◆ **TASK INPUT**
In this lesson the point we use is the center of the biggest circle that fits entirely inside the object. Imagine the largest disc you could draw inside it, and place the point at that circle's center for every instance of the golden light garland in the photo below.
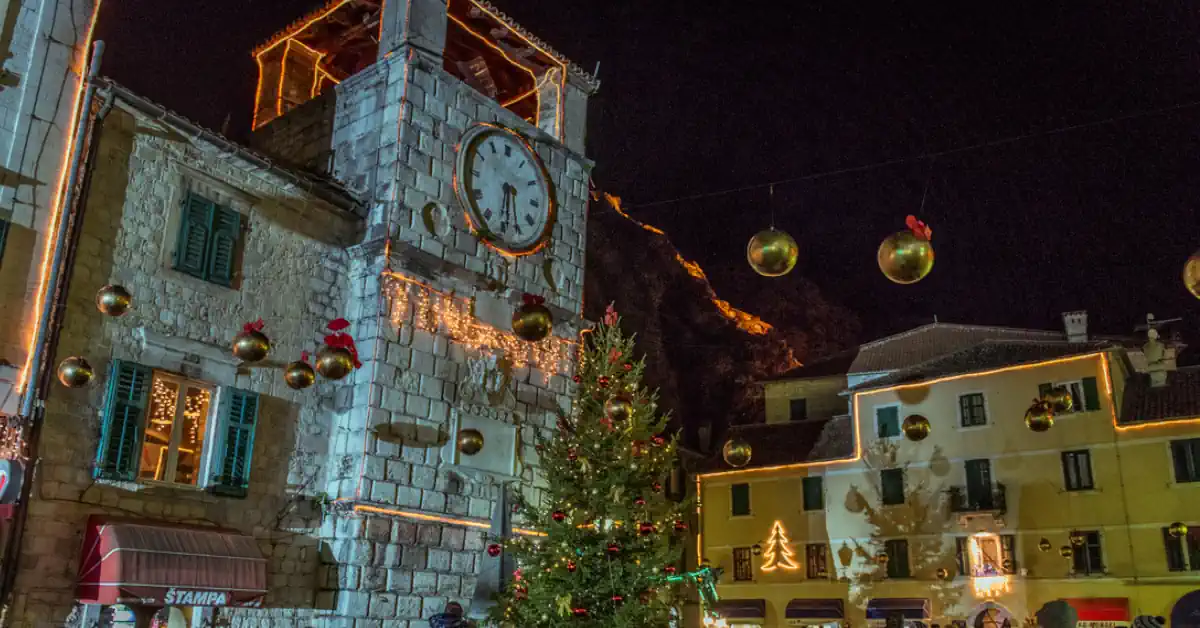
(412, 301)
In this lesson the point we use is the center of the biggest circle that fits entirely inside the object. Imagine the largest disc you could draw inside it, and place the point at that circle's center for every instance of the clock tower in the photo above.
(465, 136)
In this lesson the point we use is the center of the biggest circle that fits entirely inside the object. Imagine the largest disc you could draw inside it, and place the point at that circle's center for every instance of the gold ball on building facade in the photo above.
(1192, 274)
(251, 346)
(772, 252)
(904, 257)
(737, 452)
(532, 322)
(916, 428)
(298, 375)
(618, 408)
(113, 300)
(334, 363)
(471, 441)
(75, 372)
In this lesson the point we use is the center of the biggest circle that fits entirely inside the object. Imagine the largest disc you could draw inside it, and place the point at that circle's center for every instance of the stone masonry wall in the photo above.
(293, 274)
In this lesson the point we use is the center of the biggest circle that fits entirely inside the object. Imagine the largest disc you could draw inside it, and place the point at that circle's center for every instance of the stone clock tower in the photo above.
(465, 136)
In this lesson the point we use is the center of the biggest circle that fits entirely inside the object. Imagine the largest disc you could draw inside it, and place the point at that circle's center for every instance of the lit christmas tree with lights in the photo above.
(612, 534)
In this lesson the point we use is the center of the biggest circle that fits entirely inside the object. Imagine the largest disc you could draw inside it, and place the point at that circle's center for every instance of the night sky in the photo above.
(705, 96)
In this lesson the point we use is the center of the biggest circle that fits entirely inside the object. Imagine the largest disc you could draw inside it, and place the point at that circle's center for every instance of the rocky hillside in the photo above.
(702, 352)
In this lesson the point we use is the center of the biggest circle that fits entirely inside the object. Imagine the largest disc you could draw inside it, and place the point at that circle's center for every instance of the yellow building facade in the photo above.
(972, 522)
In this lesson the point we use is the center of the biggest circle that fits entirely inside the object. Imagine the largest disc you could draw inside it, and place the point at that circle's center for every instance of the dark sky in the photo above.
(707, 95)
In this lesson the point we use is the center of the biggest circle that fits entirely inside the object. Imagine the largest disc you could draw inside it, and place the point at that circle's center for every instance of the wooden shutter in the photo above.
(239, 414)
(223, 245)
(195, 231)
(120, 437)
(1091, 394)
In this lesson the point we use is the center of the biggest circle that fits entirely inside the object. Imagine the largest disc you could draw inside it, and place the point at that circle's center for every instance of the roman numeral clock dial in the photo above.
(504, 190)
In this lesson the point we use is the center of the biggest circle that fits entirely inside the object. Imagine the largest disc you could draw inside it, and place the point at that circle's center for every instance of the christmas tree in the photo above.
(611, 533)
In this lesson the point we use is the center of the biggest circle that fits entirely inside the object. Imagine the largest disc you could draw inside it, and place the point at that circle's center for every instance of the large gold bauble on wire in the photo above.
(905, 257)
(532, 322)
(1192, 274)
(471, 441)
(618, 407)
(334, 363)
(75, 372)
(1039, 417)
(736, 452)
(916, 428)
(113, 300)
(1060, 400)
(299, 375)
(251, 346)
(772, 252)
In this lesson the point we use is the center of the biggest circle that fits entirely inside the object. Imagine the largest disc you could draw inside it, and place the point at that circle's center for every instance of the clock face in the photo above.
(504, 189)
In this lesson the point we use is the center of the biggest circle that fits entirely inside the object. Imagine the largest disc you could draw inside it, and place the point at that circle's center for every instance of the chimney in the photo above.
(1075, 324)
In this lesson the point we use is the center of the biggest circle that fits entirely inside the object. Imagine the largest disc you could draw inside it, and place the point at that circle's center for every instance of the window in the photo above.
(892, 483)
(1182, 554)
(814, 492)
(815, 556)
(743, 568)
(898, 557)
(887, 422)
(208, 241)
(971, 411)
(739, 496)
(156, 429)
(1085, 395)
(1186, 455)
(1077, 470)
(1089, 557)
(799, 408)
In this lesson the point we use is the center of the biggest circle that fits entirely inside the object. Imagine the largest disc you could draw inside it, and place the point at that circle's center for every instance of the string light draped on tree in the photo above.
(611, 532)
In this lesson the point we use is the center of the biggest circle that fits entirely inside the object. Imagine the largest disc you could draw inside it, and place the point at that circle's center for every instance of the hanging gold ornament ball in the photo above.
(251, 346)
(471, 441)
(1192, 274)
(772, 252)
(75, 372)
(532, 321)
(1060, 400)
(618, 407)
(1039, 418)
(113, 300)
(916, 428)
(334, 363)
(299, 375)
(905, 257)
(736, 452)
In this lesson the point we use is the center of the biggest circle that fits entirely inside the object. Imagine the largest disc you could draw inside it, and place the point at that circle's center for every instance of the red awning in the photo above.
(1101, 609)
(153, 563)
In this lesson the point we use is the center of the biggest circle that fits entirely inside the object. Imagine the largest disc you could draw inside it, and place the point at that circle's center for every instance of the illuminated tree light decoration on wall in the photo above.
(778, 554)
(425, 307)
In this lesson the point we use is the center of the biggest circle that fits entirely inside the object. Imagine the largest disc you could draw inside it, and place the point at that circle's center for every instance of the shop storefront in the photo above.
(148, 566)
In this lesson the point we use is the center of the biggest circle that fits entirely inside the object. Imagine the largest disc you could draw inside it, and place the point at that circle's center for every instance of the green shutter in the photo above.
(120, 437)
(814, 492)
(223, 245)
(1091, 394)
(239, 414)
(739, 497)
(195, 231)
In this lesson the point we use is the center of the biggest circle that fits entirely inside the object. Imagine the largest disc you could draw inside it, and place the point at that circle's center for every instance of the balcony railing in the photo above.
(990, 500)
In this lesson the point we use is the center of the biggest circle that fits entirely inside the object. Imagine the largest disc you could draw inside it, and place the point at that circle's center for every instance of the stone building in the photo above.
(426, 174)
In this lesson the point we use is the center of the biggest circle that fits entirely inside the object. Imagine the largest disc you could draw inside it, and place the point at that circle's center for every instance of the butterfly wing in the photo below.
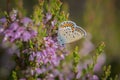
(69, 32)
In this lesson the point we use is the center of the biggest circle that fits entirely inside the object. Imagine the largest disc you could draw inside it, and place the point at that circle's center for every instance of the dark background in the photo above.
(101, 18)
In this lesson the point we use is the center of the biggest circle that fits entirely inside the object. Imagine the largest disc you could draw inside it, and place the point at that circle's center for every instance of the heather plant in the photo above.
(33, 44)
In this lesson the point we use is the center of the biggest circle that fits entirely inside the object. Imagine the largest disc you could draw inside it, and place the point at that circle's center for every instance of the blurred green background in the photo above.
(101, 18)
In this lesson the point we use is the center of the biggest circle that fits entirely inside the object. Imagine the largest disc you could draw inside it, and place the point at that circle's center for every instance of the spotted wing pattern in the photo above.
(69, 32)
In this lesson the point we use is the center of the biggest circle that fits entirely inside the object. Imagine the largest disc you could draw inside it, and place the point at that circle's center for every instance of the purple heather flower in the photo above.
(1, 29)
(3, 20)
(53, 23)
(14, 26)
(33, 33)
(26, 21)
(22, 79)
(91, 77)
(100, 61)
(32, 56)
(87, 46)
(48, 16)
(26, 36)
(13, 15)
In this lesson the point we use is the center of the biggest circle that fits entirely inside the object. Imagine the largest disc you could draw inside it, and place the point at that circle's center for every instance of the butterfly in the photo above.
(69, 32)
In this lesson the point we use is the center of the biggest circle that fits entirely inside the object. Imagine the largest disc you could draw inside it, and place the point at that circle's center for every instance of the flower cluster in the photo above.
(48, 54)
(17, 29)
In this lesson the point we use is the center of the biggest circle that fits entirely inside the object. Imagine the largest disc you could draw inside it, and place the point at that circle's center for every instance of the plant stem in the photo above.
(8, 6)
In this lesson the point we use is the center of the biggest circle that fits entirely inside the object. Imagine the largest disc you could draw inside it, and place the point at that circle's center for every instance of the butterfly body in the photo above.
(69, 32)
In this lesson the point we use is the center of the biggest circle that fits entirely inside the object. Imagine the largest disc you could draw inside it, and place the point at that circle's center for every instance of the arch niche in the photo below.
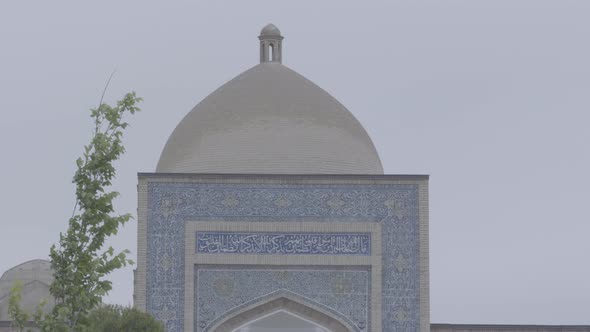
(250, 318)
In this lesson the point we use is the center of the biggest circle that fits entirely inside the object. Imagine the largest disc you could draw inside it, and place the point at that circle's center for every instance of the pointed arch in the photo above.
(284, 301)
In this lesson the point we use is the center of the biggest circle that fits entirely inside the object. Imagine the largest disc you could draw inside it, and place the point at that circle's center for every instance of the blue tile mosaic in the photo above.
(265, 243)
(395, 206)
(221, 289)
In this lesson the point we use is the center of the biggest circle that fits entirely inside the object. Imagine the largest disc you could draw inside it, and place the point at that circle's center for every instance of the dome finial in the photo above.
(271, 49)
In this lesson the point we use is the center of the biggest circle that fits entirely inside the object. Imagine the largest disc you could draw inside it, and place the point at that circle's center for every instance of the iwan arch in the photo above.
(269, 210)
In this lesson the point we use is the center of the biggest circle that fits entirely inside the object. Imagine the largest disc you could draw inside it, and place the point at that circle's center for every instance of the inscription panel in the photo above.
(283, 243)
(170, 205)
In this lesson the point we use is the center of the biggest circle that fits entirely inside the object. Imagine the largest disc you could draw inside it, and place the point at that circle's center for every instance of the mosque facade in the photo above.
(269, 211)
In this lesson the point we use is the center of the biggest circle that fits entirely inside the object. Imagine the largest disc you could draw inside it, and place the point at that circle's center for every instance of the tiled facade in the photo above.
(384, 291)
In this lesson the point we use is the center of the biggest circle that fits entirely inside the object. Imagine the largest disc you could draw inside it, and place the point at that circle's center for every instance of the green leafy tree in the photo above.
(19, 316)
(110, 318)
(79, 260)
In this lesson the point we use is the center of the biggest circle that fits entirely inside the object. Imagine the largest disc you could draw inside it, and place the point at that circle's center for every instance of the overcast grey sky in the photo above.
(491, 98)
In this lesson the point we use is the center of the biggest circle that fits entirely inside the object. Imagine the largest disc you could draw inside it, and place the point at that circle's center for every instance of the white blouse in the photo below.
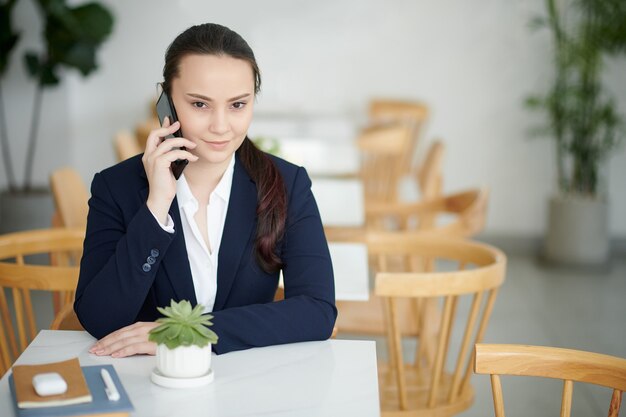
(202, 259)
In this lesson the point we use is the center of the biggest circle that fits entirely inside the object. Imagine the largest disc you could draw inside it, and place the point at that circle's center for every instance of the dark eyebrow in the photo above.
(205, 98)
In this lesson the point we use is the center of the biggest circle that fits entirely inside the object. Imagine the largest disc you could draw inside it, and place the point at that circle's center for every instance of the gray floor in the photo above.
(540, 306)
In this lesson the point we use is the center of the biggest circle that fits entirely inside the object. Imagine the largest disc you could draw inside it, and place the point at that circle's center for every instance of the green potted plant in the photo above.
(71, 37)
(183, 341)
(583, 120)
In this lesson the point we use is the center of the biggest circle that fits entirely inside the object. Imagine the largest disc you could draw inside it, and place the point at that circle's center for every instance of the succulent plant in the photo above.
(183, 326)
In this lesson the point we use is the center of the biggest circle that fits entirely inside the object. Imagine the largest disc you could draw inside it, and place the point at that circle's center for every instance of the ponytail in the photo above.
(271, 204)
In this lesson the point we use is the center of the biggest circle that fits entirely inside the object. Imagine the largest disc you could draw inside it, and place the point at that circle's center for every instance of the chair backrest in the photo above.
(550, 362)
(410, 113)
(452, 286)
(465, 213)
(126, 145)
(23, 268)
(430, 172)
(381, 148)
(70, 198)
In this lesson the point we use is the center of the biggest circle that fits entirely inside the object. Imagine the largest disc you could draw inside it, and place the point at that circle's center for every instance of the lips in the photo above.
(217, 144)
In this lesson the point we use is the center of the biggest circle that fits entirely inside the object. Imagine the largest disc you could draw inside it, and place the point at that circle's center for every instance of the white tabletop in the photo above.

◆ **TASK TO COMPLETE**
Starting from the line containing "backrest in the photo above.", repeat each line through the end of the entries, exactly.

◆ **EXERCISE RESULT**
In this lesson the point we use is the center of the biggest circle that fits entirely inside the object. Imagine the largest disc you could draw inside it, and place the point at that circle's center for every instance of the chair backrest in the photo above.
(550, 362)
(410, 113)
(452, 286)
(465, 213)
(126, 145)
(23, 268)
(430, 172)
(381, 148)
(70, 198)
In this lesson the point we use is the center of the biggest circle that fits entirely inside the object. Imagine the largest disc you could draw inside it, and place the point at that circle's center for every instance of the lips in the photo above.
(217, 144)
In this lesson the point we use is the center of the biggest circle that fits entirely inside the object. Imagine the largest disc you could draw inside it, and place the point at that circle's center for every instance of the white tabletop in the photo above.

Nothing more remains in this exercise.